◆ Directive: Format the records below as a JSON list of strings, one string per line, with blank lines omitted. Exclude the pictures from the output.
===== Input data
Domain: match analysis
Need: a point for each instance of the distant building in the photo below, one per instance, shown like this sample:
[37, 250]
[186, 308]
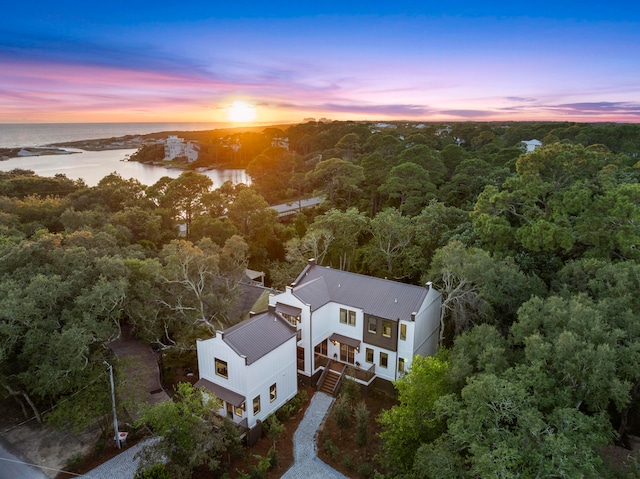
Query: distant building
[175, 147]
[531, 145]
[280, 143]
[250, 368]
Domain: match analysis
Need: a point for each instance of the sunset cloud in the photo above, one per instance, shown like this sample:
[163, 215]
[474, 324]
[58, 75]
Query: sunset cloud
[370, 60]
==========
◆ Final result:
[
  "Domain: match analysis",
  "Need: a point for each instance of the distant building in the photo below, one per instance, shown like this sample:",
  "[37, 250]",
  "[186, 308]",
  "Query: distant building",
  "[175, 147]",
  "[531, 145]",
  "[280, 143]",
  "[250, 368]",
  "Domain: match analysis",
  "Need: a point for each instance of the sunset cloud in the photo above, one per instance, shown like this sample:",
  "[163, 215]",
  "[474, 324]",
  "[58, 75]",
  "Query: sunset cloud",
  "[370, 60]"
]